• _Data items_
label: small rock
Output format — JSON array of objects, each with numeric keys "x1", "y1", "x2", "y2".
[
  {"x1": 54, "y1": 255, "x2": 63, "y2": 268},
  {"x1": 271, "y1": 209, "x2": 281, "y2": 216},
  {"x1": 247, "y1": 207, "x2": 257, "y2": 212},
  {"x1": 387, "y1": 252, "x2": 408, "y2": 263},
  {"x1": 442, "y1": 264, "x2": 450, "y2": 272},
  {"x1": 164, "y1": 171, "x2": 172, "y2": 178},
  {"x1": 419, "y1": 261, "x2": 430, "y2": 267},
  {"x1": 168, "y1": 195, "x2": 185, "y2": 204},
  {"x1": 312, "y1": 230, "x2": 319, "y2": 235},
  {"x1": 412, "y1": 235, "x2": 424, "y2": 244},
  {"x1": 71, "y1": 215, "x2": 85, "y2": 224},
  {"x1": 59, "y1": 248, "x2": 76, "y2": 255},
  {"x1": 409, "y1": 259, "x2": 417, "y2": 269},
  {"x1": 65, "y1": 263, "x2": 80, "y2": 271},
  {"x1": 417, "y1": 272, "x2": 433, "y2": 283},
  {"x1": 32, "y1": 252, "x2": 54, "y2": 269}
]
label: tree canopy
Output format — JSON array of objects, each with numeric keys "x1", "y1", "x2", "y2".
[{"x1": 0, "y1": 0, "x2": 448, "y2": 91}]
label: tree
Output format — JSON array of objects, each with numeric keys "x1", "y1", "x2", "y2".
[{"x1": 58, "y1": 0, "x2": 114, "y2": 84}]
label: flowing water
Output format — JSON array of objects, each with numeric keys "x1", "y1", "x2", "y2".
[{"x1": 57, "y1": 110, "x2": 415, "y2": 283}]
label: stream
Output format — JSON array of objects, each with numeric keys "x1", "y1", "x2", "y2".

• _Task_
Retype all the records, matching them exactly.

• _Task output_
label: small rock
Output format — JSON array of objects, each with numeric keys "x1", "y1", "x2", "y2".
[
  {"x1": 54, "y1": 255, "x2": 63, "y2": 268},
  {"x1": 271, "y1": 209, "x2": 281, "y2": 216},
  {"x1": 247, "y1": 207, "x2": 257, "y2": 212},
  {"x1": 387, "y1": 252, "x2": 408, "y2": 263},
  {"x1": 442, "y1": 264, "x2": 450, "y2": 272},
  {"x1": 164, "y1": 171, "x2": 172, "y2": 178},
  {"x1": 419, "y1": 261, "x2": 430, "y2": 267},
  {"x1": 168, "y1": 195, "x2": 185, "y2": 204},
  {"x1": 312, "y1": 230, "x2": 319, "y2": 235},
  {"x1": 412, "y1": 235, "x2": 424, "y2": 244},
  {"x1": 71, "y1": 215, "x2": 85, "y2": 224},
  {"x1": 59, "y1": 248, "x2": 76, "y2": 255},
  {"x1": 409, "y1": 259, "x2": 417, "y2": 269},
  {"x1": 65, "y1": 263, "x2": 80, "y2": 271},
  {"x1": 417, "y1": 272, "x2": 433, "y2": 283},
  {"x1": 32, "y1": 252, "x2": 54, "y2": 269}
]
label: tree canopy
Output format — JSON array of objects, each with numeric keys "x1", "y1", "x2", "y2".
[{"x1": 0, "y1": 0, "x2": 448, "y2": 91}]
label: tree
Output format — JSON array of objects, each with numeric keys "x1", "y1", "x2", "y2".
[{"x1": 58, "y1": 0, "x2": 114, "y2": 84}]
label: flowing water
Output format — JSON array of objects, each with numeric keys "x1", "y1", "x2", "y2".
[{"x1": 57, "y1": 110, "x2": 415, "y2": 283}]
label: stream
Output format — JSON array of objects, each with numeric keys "x1", "y1", "x2", "y2".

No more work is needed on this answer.